- [Aim] Copy out every one of the lines below word for word, leaving out the pictures.
★ ★ ★ ★ ★
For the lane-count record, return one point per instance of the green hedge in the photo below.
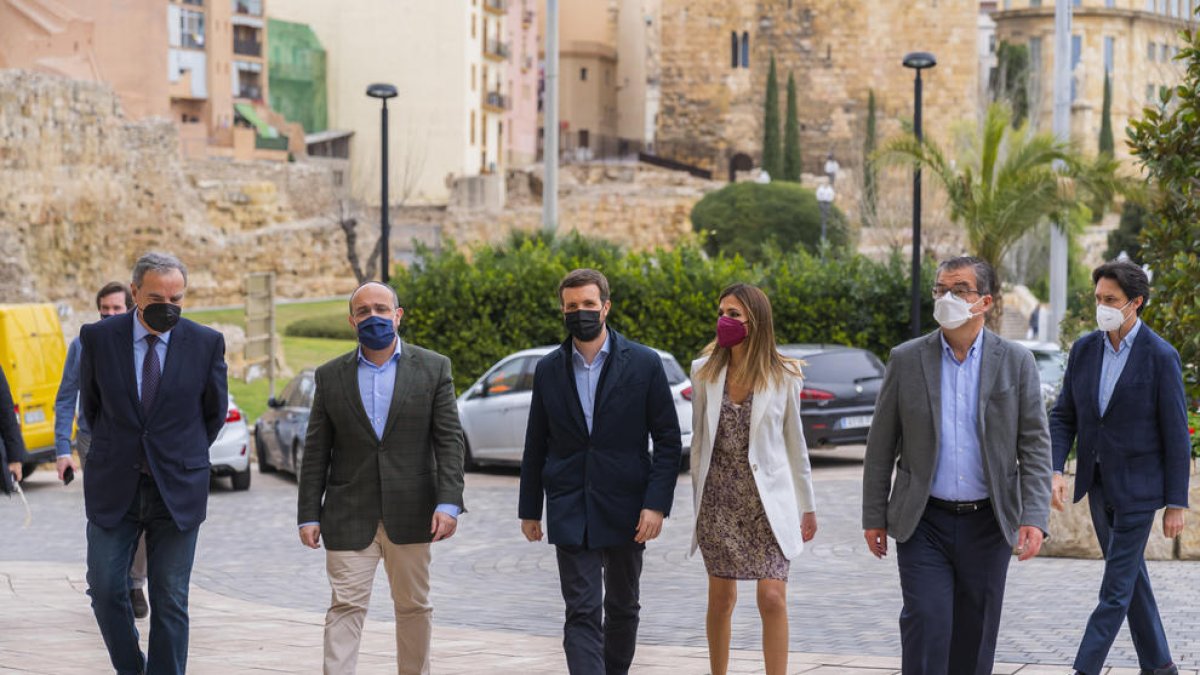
(751, 219)
(331, 327)
(496, 299)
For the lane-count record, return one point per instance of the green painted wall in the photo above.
(297, 72)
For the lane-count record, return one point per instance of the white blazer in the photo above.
(779, 457)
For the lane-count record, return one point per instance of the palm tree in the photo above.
(1005, 181)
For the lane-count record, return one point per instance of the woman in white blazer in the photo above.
(750, 472)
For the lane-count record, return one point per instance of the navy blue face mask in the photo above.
(376, 333)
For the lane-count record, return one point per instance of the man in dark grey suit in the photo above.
(382, 478)
(961, 424)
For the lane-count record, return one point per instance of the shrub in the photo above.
(479, 306)
(749, 219)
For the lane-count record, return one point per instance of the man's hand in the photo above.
(649, 524)
(1059, 493)
(1173, 523)
(808, 526)
(64, 461)
(310, 536)
(1029, 542)
(532, 530)
(443, 525)
(876, 541)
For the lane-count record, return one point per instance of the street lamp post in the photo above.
(825, 201)
(917, 61)
(383, 91)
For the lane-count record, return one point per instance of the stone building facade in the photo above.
(715, 55)
(1134, 41)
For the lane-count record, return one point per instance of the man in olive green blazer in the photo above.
(382, 478)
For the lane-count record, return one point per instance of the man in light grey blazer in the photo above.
(961, 425)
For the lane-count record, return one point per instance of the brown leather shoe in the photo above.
(141, 608)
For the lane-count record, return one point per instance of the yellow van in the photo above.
(33, 353)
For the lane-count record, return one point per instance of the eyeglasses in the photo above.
(960, 292)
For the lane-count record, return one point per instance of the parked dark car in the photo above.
(280, 431)
(840, 387)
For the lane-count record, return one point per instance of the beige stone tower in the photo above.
(715, 55)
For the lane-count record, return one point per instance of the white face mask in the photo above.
(1110, 318)
(952, 311)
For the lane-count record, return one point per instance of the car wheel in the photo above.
(241, 481)
(264, 465)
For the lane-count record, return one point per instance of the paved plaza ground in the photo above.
(258, 596)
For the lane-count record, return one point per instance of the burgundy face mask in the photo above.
(730, 332)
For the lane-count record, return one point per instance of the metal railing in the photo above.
(247, 47)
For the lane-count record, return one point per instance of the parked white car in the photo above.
(496, 408)
(229, 454)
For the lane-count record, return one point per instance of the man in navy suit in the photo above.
(1123, 406)
(153, 390)
(597, 402)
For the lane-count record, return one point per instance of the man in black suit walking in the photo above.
(153, 392)
(597, 401)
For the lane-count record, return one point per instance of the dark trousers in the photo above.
(600, 587)
(169, 555)
(952, 575)
(1125, 590)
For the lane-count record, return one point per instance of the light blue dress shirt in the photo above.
(139, 351)
(1114, 364)
(959, 476)
(587, 377)
(376, 387)
(66, 402)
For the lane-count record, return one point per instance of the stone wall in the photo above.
(838, 51)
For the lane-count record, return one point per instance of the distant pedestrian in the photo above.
(961, 425)
(12, 446)
(750, 475)
(111, 300)
(598, 401)
(382, 478)
(1122, 406)
(153, 389)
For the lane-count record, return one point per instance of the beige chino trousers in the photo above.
(352, 575)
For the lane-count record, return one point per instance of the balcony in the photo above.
(496, 102)
(247, 47)
(496, 49)
(250, 91)
(249, 7)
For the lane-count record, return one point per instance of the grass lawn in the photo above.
(299, 352)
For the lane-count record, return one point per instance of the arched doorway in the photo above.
(739, 161)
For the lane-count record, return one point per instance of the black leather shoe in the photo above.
(141, 608)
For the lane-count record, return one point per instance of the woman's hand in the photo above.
(809, 525)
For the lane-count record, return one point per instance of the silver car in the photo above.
(496, 408)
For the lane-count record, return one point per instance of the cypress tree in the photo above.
(792, 162)
(870, 189)
(772, 154)
(1107, 143)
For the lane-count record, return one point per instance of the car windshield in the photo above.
(675, 371)
(1050, 366)
(841, 365)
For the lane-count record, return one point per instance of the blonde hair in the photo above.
(763, 364)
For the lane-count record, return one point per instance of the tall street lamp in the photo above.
(917, 61)
(383, 91)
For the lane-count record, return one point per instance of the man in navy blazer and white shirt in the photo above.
(1122, 405)
(153, 390)
(597, 401)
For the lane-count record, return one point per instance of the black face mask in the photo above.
(583, 324)
(161, 316)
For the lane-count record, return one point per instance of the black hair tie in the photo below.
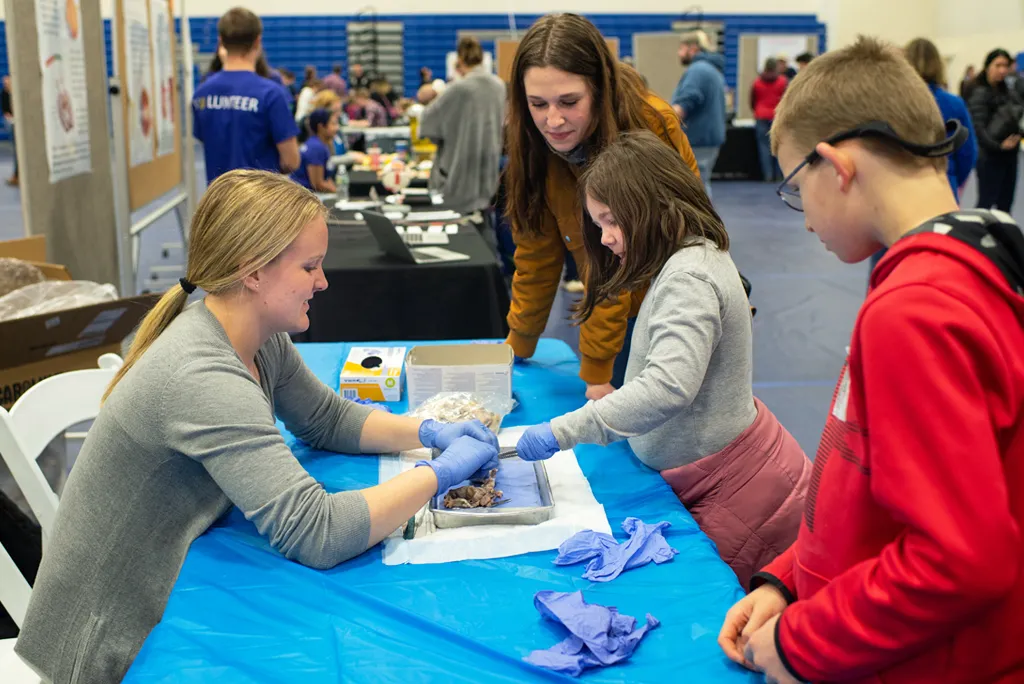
★ ★ ★ ★ ★
- [Result for this task]
For the lane-count record, return one point per instance of the green hedge in the photo below.
(751, 219)
(331, 327)
(496, 299)
For the lane-count record, return one point per instance of the green painted wall in the photo above.
(297, 72)
For the lane-count record, return one point per instance of the white blazer in the photo above.
(779, 457)
For the lane-count record, return one point per instance of the palm tree in the photo above.
(1005, 181)
For the lane-count record, return one point per instance of the woman in white blazer in the photo above.
(750, 472)
For the lane-count record, return one point per instance of the navy blue face mask in the photo above.
(376, 333)
For the lane-count record, return one point per instance of the man in dark grey suit in the photo above.
(382, 478)
(961, 424)
For the lane-count record, return one point per instance of the shrub in the photo above.
(479, 306)
(749, 219)
For the lane-count record, return one point per instance of the man's hand in the photo above.
(649, 524)
(1059, 493)
(1173, 523)
(808, 526)
(64, 461)
(310, 536)
(1029, 542)
(532, 530)
(443, 525)
(876, 541)
For the lane-count record, return one point per instance of the street lamp post in the photo above.
(825, 201)
(917, 61)
(383, 91)
For the lane-count record, return one point per instance of the stone building facade in the photo above.
(715, 55)
(1134, 41)
For the lane-count record, return one point per instance of the man in olive green blazer in the photo above.
(382, 478)
For the lane-count record, return one point per instance of the man in light grey blazer in the photo above.
(961, 425)
For the lane-count record, return one point per instance of the brown leather shoe in the photo above.
(141, 608)
For the lane-count record, return one point per instance of the yellow van in the photo above.
(33, 353)
For the lane-count record, return one point per instance of the eyeglasses in the photo above.
(960, 292)
For the lane-count record, return one point per instance of the parked dark car in the photo above.
(280, 431)
(840, 387)
For the lane-count record, return one point per instance of the beige stone tower in the photo above.
(715, 55)
For the lane-count record, return one point per instance of the white face mask in the photo above.
(1110, 318)
(952, 311)
For the lane-count record, return one point per instance of the car wheel in the photo above.
(241, 481)
(264, 465)
For the lane-count record, return one point per instance of the paved plaza ground in the photo above.
(258, 596)
For the lane-count record, return one point per instance of the burgundy face mask in the photo above.
(730, 332)
For the lane-count record, return one point per instance of the metal railing in the photo above.
(247, 47)
For the lane-count record, return one point per instance of the parked white car in the photo above.
(496, 408)
(229, 454)
For the lane-count record, return one point per instance of the man in navy suit in the photo above.
(1123, 406)
(153, 390)
(597, 402)
For the lane-count record, return one point per instance of the man in black suit walking in the photo above.
(153, 392)
(597, 401)
For the lane-count record, return one point per instance of the dark trousers in the photo above.
(600, 587)
(169, 555)
(952, 575)
(1125, 590)
For the lane-count record, return one point per instance of the light blue dress shirt in the photo above.
(139, 351)
(1114, 364)
(959, 476)
(587, 377)
(376, 387)
(66, 402)
For the lane-count record, return one point per instance of the stone wall in the photo above.
(838, 51)
For the lane-count record, return one point per instance of the distant pedestrian in the photo above.
(961, 425)
(12, 446)
(750, 475)
(111, 300)
(598, 401)
(382, 478)
(1122, 406)
(153, 389)
For the lane-count record, return one point per instance of the beige chino trousers in the photo above.
(352, 575)
For the lane-count record, return one point per instance of the balcony in the photo above.
(496, 102)
(247, 47)
(496, 49)
(250, 91)
(249, 7)
For the lane-count record, return one point per instance of the grass lawn in the photo above.
(299, 352)
For the lane-count record, return one point per instance of the arched doorway in the photo above.
(739, 161)
For the lane-count record, return one point per instance of the black leather shoe in the photo above.
(141, 608)
For the lane-count record, return one point per instance of the woman's hand in the photo above.
(809, 525)
For the lane-count record, return one point per instance of the silver car in the photo above.
(496, 408)
For the lane-count record, return one point per instance of the cypress tree in the photo above.
(792, 162)
(870, 189)
(772, 154)
(1107, 143)
For the lane-count record, return one point per instance of the car windshield in the photo above.
(675, 371)
(1050, 366)
(841, 365)
For the lane-count record, return one point per instance of the blonde hair in the photo above.
(763, 364)
For the lane-count record, return one point per instance of the tall street lamp in the photo above.
(917, 61)
(383, 91)
For the lane-count record, return one point per instance of the man in navy blazer and white shirt in the photo above.
(1122, 405)
(153, 390)
(597, 401)
For the lane-count record, return one point per instance of the black face mask in the photo above.
(583, 324)
(161, 316)
For the lane-count record, return one point per instance of the black hair tie in the photo below.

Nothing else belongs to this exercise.